----- RECORD EXTRACTS -----
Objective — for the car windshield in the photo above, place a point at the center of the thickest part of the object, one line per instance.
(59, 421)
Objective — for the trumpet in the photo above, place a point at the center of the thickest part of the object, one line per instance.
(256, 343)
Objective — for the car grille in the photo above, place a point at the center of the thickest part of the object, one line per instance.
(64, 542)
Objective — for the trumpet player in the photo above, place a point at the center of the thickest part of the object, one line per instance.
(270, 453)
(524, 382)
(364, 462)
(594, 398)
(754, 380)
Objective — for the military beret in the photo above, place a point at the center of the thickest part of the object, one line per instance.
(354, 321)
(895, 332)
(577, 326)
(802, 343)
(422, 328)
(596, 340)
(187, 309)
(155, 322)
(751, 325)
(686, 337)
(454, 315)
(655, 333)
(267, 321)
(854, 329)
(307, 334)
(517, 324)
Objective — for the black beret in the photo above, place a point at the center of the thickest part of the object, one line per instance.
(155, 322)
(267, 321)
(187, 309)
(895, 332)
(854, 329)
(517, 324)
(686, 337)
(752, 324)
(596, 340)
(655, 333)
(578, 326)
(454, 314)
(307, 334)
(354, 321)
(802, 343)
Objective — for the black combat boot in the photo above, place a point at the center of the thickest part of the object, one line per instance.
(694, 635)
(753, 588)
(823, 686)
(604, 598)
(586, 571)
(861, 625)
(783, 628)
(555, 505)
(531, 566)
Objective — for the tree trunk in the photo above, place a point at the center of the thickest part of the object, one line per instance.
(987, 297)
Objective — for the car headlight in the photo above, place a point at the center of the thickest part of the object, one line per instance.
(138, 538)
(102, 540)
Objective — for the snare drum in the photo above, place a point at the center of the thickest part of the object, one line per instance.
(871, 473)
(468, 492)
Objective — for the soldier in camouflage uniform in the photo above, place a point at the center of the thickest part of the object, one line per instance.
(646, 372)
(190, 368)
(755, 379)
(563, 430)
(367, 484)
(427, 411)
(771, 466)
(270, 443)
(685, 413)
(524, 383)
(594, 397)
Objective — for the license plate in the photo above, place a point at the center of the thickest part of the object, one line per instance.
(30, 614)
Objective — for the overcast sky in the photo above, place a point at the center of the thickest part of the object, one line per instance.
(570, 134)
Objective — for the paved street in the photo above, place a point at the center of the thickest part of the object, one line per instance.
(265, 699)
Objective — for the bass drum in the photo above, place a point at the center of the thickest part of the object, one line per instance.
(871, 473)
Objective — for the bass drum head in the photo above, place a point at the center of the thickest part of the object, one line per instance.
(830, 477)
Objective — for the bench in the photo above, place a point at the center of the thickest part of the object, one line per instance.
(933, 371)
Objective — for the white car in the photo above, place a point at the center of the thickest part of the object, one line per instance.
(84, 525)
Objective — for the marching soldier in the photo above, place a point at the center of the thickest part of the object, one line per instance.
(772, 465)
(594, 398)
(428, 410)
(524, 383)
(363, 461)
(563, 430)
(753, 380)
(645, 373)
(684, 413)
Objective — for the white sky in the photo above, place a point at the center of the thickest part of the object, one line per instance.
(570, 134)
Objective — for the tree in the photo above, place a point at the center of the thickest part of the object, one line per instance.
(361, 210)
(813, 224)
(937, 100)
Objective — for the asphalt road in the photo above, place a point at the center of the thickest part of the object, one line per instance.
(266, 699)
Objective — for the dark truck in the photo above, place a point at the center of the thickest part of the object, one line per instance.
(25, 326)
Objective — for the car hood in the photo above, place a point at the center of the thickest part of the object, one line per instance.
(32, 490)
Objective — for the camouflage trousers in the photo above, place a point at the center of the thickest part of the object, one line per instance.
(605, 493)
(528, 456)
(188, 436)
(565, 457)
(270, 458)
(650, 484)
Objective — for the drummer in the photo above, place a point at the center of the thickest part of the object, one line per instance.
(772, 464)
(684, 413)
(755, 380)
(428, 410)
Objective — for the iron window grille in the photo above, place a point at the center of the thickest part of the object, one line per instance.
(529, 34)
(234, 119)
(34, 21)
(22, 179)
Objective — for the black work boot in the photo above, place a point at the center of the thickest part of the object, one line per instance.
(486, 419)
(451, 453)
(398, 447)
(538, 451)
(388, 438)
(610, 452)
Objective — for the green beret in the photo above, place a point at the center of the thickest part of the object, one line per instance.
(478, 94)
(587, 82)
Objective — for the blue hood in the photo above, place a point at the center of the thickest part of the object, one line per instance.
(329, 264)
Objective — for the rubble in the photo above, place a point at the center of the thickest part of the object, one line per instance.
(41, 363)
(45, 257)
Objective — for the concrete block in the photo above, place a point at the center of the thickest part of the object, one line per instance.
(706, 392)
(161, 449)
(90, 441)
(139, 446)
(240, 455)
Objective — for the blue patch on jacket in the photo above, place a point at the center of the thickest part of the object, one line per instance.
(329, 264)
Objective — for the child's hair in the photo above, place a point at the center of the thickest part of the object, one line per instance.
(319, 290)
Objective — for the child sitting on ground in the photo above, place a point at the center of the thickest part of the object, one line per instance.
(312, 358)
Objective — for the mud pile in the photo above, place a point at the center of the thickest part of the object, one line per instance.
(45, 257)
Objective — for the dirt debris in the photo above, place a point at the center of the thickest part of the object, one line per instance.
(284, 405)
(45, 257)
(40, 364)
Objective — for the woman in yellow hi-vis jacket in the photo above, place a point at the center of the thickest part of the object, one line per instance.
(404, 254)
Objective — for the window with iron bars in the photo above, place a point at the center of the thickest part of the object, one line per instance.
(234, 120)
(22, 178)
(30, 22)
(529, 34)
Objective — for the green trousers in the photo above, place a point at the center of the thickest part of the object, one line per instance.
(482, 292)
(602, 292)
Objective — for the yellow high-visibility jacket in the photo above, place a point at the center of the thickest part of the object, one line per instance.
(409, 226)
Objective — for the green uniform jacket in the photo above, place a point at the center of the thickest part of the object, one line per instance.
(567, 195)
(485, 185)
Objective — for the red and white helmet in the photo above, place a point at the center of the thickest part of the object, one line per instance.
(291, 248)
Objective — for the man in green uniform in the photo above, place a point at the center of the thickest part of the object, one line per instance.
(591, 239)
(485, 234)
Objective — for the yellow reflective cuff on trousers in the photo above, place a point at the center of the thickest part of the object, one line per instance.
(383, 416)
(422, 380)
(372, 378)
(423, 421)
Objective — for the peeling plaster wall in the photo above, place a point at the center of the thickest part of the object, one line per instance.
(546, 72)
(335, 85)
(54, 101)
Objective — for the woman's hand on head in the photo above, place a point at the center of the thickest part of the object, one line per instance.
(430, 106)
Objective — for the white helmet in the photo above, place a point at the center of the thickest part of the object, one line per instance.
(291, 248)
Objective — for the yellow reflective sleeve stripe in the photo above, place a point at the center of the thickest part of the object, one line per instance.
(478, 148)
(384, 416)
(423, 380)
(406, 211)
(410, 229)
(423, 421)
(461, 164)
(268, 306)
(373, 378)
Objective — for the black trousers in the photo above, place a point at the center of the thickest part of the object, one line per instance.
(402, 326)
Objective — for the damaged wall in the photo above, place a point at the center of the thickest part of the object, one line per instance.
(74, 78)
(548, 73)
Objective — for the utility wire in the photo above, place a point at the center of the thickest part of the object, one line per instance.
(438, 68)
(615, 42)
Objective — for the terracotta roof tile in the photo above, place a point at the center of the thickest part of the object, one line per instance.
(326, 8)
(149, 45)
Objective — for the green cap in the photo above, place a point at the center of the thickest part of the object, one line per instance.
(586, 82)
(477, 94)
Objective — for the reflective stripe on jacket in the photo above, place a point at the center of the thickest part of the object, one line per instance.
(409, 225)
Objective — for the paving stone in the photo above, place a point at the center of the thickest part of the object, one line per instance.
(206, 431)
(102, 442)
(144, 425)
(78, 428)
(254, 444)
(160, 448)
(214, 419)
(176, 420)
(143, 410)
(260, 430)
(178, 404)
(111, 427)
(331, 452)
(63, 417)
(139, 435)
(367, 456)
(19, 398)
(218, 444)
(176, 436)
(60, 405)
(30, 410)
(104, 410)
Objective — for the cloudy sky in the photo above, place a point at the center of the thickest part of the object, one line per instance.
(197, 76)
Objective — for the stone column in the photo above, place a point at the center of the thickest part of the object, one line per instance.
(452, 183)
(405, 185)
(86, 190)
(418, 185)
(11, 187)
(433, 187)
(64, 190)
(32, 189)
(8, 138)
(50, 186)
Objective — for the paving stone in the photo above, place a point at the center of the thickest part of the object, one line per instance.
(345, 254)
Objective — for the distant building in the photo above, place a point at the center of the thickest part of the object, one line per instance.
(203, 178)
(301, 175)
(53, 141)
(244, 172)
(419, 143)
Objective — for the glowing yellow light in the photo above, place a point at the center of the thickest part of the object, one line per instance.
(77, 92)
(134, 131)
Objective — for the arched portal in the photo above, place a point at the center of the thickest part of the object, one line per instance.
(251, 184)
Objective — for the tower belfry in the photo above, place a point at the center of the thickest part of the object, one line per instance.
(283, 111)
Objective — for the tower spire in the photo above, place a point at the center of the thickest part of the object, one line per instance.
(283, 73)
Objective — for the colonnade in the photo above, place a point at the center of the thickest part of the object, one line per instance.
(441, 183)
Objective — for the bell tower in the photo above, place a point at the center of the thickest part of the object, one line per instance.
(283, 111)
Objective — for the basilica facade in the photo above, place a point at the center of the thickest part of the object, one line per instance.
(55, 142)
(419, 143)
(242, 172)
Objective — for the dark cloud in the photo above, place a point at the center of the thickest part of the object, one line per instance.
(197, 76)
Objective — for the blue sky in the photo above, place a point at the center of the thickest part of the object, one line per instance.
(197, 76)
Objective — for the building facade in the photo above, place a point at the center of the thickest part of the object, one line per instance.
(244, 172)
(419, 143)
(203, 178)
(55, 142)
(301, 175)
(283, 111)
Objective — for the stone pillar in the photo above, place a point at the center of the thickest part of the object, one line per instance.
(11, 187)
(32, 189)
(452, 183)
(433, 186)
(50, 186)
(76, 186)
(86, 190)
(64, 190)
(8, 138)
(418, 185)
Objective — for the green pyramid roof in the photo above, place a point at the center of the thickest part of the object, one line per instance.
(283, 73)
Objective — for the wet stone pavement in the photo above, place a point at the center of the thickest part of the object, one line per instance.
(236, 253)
-----
* WHAT IS REQUIRED: Retype exactly the lines from the one containing "Objective — for the arched" through the last line of the records above, including both.

* IN RESPONSE:
Objective — for the arched portal in the photo above, place a point at the center of the thickest part of the object, one line per instance.
(251, 184)
Objective — for the tower belfry in the photo above, place a point at the center of the thickest part of the object, one line per instance.
(283, 111)
Objective — for the tower spire in the photo above, place a point at the center of the thickest part of the object, one line per instance.
(283, 73)
Objective — for the colonnade in the photo above, place a point at the center of the thickest part of the object, one line per instance.
(441, 183)
Objective — for the bell tower in the photo above, place a point at the center of the thickest part of the object, one line per instance.
(283, 111)
Objective — for the basilica facade in the photo above, place a point at the center of the thickest part of the object, one line per instance.
(55, 142)
(419, 143)
(242, 172)
Objective — for the dark cloud in the photo above, place a point at the center of the thickest part of the object, one line per instance.
(197, 76)
Objective — for the blue sky in the photo above, place a point at the center of the thickest part of the object, one line per instance.
(197, 76)
Objective — for the building facade in the photo above, place a point at the center of the thickest part of the object, one line per instance.
(244, 172)
(419, 143)
(203, 178)
(55, 142)
(301, 175)
(283, 111)
Objective — for the stone pillar in the photo above, place a point at the center of the thickest part of the object, one line per instance.
(11, 187)
(32, 189)
(452, 183)
(433, 186)
(50, 186)
(76, 186)
(86, 190)
(64, 190)
(8, 138)
(418, 185)
Objective — for the green pyramid roof in the photo above, place a point at the center of the thickest part of the object, one line per instance.
(283, 73)
Objective — for the wet stone pavement in the photo above, place a point at the center of the thickest part of the object, one line per instance.
(236, 253)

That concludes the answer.